(Data extracted from a collection)
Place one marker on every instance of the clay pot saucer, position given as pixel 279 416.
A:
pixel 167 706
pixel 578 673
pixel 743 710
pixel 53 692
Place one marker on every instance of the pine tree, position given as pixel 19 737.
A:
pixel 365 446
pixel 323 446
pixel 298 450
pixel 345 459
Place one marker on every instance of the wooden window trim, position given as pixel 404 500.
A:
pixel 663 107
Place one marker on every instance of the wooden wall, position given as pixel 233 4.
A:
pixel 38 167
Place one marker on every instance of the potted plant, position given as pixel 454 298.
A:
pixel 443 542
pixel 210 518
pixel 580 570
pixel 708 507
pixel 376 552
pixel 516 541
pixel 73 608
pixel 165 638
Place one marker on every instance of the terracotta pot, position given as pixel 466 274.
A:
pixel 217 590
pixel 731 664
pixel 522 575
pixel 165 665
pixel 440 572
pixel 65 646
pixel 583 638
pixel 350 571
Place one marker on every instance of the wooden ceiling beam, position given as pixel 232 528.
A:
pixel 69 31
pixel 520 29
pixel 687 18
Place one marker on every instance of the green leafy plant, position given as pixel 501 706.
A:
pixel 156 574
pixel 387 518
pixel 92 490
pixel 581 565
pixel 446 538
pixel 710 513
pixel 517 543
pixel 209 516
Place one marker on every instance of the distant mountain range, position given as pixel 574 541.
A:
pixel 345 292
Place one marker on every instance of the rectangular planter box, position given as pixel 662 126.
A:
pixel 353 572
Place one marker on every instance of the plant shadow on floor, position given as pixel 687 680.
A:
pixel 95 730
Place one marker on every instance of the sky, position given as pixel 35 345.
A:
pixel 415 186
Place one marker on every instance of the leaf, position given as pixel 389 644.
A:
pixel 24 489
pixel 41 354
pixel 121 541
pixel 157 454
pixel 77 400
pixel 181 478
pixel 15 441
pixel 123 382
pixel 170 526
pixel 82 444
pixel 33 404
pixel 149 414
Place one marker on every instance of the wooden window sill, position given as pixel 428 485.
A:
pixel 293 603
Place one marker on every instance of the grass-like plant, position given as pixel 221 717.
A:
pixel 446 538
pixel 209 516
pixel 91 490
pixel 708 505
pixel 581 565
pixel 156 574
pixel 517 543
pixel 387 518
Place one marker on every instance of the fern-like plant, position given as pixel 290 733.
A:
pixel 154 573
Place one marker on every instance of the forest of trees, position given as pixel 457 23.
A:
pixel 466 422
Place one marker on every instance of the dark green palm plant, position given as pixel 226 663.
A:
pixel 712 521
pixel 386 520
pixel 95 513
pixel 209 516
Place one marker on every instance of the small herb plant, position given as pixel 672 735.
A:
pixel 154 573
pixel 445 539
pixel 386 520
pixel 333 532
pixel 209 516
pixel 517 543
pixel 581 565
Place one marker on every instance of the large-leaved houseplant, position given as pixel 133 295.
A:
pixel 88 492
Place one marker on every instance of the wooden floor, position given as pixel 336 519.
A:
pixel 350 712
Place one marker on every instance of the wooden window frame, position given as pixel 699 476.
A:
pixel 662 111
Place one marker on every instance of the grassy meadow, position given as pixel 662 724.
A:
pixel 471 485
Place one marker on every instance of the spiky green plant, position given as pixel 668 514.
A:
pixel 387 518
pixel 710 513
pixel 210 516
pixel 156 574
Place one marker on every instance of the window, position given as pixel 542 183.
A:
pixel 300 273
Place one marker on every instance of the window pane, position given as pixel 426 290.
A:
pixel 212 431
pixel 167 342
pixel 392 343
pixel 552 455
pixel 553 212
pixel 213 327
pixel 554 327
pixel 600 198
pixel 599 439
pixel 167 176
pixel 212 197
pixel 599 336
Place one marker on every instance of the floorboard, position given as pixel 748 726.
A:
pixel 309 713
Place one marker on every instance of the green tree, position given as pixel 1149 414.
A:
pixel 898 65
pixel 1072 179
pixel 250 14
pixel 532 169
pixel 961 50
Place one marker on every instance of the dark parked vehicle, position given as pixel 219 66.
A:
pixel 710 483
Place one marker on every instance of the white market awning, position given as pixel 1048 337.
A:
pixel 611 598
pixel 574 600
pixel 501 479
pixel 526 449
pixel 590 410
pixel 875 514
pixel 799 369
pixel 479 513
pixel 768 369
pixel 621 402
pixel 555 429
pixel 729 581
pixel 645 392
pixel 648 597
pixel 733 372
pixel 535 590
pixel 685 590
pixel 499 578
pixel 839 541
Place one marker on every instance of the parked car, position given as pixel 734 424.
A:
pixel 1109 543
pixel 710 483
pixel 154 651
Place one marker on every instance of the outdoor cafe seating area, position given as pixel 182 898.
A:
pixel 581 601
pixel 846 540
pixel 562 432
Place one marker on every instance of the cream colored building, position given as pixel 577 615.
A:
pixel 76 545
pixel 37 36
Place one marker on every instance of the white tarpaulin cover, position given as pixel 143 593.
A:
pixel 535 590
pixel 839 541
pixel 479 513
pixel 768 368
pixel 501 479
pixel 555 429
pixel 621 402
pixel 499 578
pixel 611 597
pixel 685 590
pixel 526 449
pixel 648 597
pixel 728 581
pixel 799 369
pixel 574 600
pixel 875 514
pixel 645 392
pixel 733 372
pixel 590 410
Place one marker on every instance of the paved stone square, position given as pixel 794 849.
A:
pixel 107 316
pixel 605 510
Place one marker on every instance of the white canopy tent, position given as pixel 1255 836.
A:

* **WHAT YOU WILL DO**
What is wanted is an exact copy of the data.

* **RESULT BELOW**
Place one marker on every instance of the clay pot saucer, position given as pixel 279 416.
A:
pixel 167 706
pixel 578 673
pixel 743 710
pixel 53 692
Place one marker on every instance of the pine tree, position given as pixel 19 737.
A:
pixel 365 446
pixel 323 446
pixel 298 450
pixel 345 459
Place one marker on every instance of the wooden window trim, position given as pixel 404 500.
A:
pixel 663 107
Place one marker on every instance of the wooden wall, position given as pixel 233 4.
A:
pixel 38 167
Place one marker on every instance of the potted plant, position given as pixel 454 298.
A:
pixel 443 542
pixel 210 518
pixel 580 570
pixel 708 507
pixel 376 552
pixel 516 541
pixel 73 608
pixel 165 638
Place one marker on every instance of the terracotta pot, position given as pixel 466 274.
A:
pixel 217 590
pixel 731 664
pixel 522 575
pixel 165 665
pixel 440 572
pixel 65 646
pixel 583 638
pixel 350 571
Place one marker on every instance of the wooden ceiling beam, position given as pixel 232 528.
A:
pixel 69 31
pixel 520 29
pixel 687 18
Place one marker on every instance of the green leafy plant, position given as pixel 501 706.
A:
pixel 156 574
pixel 387 518
pixel 92 490
pixel 581 565
pixel 446 538
pixel 710 513
pixel 517 543
pixel 209 516
Place one marker on every instance of the distant mountain range, position given as pixel 574 541.
A:
pixel 345 292
Place one marker on every instance of the rectangular planter box, position given as pixel 662 126.
A:
pixel 353 572
Place one marker on every instance of the plant shadow on floor, position given as pixel 687 680.
A:
pixel 95 730
Place one marker on every instance of the sky, position given as pixel 35 345.
A:
pixel 415 186
Place one marker on every instance of the leaf, position given as pixel 389 644.
A:
pixel 24 489
pixel 41 354
pixel 121 541
pixel 157 454
pixel 77 400
pixel 181 478
pixel 15 441
pixel 123 382
pixel 170 526
pixel 82 444
pixel 33 404
pixel 149 414
Place one marker on every instance of the wooden window sill, position given as pixel 428 485.
A:
pixel 293 603
Place one marker on every instance of the grass-like plant, position given as pixel 221 717.
A:
pixel 446 538
pixel 209 516
pixel 91 490
pixel 708 505
pixel 581 565
pixel 156 574
pixel 517 543
pixel 387 518
Place one marker on every instance of the fern-like plant, position given as pixel 290 733.
A:
pixel 154 573
Place one marker on every instance of the forest of trees, position given as pixel 457 23.
A:
pixel 466 422
Place one marker on every instance of the dark green palm plant, position given as pixel 226 663.
A:
pixel 712 521
pixel 386 520
pixel 95 513
pixel 209 516
Place one marker on every instance of the small herb plant, position given as pixel 672 735.
A:
pixel 154 573
pixel 445 539
pixel 386 520
pixel 333 532
pixel 209 516
pixel 517 543
pixel 581 565
Place one marker on every instance of the large-leaved houseplant, position given as pixel 133 295.
A:
pixel 88 492
Place one marker on every instance of the wooden floor, position given as pixel 336 519.
A:
pixel 350 712
Place one marker on every instance of the wooden window frame, position given as pixel 699 476.
A:
pixel 662 111
Place one marker on every instance of the grassy meadow, position given as pixel 662 724.
A:
pixel 471 485
Place one marker on every instance of the spiky green plant, position given as pixel 668 514.
A:
pixel 387 518
pixel 710 513
pixel 210 516
pixel 156 574
Place one marker on every instance of the window, position given as pixel 542 183.
A:
pixel 300 273
Place one marker on every instance of the window pane, position given as pixel 426 290.
A:
pixel 212 431
pixel 167 342
pixel 392 343
pixel 552 455
pixel 553 212
pixel 213 327
pixel 554 327
pixel 600 198
pixel 599 439
pixel 167 176
pixel 212 197
pixel 599 336
Place one marker on every instance of the floorboard, position given as pixel 748 726.
A:
pixel 309 713
Place one marker on every instance of the green tree, position given as pixel 1149 414.
A:
pixel 898 65
pixel 1072 179
pixel 250 14
pixel 532 169
pixel 961 50
Place one marker on every instance of the dark parked vehicle, position given as pixel 219 66.
A:
pixel 710 483
Place one marker on every instance of the white market awning, position given as pixel 1048 337.
A:
pixel 611 598
pixel 574 600
pixel 501 479
pixel 526 449
pixel 590 410
pixel 875 514
pixel 799 369
pixel 479 513
pixel 768 369
pixel 621 402
pixel 555 429
pixel 729 581
pixel 645 392
pixel 648 597
pixel 733 372
pixel 535 590
pixel 685 590
pixel 499 578
pixel 839 541
Place one marker on every instance of the parked car, position given as pixel 734 424.
A:
pixel 1109 543
pixel 710 483
pixel 154 651
Place one marker on every instance of the outdoor cafe seating area, position given as pixel 182 898.
A:
pixel 581 601
pixel 846 540
pixel 562 432
Place one marker on every instance of the cream colored building, position given as pixel 577 615.
A:
pixel 76 545
pixel 37 36
Place one marker on every instance of the white tarpaulin cover, position given as pixel 143 593.
A:
pixel 535 590
pixel 839 541
pixel 479 513
pixel 768 368
pixel 501 479
pixel 555 429
pixel 621 402
pixel 499 578
pixel 611 597
pixel 685 590
pixel 526 449
pixel 648 597
pixel 728 581
pixel 799 369
pixel 574 600
pixel 875 514
pixel 645 392
pixel 733 372
pixel 590 410
Place one marker on every instance of the paved stone square, position given as pixel 794 849.
A:
pixel 107 316
pixel 605 510
Place one marker on every instance of the white canopy tent, position given as pixel 1255 836.
A:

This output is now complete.